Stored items
__________________________________________________
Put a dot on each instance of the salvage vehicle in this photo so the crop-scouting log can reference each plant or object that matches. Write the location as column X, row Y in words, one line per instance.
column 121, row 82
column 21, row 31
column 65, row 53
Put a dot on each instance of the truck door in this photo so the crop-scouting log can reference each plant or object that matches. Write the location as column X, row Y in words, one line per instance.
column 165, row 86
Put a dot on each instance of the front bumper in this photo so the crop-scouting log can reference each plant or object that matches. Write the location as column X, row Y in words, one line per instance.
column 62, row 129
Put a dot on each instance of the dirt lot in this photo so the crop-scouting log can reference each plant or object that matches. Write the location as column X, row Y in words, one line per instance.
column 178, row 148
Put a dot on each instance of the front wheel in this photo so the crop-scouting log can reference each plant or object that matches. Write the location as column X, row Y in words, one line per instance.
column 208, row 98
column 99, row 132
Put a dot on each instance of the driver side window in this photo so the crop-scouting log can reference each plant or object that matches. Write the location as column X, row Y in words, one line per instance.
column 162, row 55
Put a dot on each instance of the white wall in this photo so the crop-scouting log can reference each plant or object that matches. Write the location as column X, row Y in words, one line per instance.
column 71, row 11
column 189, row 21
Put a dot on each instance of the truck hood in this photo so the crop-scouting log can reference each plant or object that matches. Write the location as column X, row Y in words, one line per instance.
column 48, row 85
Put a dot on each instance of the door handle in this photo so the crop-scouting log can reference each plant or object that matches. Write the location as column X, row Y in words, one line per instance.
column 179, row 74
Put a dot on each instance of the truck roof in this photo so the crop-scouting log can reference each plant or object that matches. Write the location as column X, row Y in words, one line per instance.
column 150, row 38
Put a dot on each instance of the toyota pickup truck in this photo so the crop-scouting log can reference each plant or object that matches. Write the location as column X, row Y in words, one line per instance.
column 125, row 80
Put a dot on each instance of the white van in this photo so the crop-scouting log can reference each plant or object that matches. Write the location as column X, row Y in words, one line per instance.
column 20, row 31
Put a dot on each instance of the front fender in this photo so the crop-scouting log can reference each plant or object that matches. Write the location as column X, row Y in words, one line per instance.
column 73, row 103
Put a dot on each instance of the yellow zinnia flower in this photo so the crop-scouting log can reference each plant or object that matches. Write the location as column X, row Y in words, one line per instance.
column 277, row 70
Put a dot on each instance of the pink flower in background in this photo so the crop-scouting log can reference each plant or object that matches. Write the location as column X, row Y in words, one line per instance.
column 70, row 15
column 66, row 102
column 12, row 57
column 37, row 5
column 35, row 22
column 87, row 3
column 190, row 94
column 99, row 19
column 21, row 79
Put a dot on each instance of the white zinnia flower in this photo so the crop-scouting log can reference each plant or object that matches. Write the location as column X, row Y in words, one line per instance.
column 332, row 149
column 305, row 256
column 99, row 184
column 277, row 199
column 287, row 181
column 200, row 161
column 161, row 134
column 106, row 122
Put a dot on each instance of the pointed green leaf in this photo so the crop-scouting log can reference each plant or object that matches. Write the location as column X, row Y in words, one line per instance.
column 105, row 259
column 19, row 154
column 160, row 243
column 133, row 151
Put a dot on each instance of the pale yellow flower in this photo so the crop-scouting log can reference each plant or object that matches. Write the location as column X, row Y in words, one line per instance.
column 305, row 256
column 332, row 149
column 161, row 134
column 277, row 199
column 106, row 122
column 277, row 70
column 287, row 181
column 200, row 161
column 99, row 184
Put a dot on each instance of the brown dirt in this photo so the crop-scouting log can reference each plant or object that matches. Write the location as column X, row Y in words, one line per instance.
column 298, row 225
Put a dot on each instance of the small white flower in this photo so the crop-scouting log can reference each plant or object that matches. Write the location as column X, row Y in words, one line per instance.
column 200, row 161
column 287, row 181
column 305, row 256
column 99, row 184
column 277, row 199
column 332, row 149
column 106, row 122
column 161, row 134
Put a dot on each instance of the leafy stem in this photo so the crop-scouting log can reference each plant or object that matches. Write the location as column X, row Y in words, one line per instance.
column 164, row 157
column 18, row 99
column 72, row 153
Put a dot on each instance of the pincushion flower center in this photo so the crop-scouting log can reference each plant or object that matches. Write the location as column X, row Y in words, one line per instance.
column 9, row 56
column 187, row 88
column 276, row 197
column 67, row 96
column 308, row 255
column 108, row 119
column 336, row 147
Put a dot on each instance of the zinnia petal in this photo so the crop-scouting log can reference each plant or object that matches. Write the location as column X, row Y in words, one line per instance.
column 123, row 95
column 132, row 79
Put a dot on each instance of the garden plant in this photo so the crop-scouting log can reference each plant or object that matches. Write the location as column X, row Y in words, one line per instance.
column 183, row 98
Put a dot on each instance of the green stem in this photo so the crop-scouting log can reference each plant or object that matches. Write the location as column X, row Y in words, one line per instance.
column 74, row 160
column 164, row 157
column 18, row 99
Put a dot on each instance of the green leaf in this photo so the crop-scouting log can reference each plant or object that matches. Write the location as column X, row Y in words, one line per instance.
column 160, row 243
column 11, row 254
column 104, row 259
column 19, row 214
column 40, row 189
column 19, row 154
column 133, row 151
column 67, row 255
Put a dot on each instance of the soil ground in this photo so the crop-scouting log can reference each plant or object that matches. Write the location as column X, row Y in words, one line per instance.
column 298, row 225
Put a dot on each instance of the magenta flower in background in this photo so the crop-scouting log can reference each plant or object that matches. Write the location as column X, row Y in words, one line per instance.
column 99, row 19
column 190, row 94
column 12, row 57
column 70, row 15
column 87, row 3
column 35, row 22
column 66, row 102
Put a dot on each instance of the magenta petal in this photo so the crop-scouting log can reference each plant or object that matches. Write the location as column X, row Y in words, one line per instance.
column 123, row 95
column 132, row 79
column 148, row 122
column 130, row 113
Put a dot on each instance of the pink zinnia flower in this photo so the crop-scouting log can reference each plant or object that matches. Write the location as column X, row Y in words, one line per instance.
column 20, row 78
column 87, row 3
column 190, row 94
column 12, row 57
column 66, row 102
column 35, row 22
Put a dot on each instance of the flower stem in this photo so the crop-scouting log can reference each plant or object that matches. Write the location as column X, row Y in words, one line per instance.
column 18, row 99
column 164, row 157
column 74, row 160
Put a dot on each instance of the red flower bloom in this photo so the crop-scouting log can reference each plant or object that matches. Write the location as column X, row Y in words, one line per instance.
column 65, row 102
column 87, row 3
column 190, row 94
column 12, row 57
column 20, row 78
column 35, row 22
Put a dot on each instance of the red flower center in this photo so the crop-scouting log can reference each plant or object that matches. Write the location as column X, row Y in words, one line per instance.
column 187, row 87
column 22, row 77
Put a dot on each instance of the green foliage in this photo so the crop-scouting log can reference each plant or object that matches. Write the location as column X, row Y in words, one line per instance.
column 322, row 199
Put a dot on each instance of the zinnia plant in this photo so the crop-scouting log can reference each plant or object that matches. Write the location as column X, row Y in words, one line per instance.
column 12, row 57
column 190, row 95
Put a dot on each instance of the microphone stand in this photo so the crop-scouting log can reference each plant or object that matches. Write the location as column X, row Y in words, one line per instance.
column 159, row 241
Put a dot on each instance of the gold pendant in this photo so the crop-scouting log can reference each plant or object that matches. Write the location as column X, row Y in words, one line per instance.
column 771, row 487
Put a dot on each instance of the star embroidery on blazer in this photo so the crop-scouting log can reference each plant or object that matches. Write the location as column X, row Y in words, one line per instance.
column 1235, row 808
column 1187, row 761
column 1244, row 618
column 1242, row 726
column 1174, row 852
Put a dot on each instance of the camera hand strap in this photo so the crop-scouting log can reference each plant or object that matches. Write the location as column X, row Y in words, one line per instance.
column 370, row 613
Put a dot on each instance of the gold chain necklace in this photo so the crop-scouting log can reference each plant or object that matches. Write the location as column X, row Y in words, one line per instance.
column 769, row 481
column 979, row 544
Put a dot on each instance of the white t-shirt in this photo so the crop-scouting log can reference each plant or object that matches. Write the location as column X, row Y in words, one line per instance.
__________________________________________________
Set down exactly, and only, the lines of the data above from the line containing "Put a dot on each instance of the gold chain" through the last one.

Put a dot on each instance of the gold chain necklace in this photo so the crop-scouting log can reference each plant or object that matches. Write the location as column X, row Y in words, one line per instance.
column 769, row 481
column 979, row 544
Put a dot on each instance of the white t-shirt in this photo so the crop-scouting log can reference each plant or object that matches. Write the location as column X, row Y in words, one line per instance.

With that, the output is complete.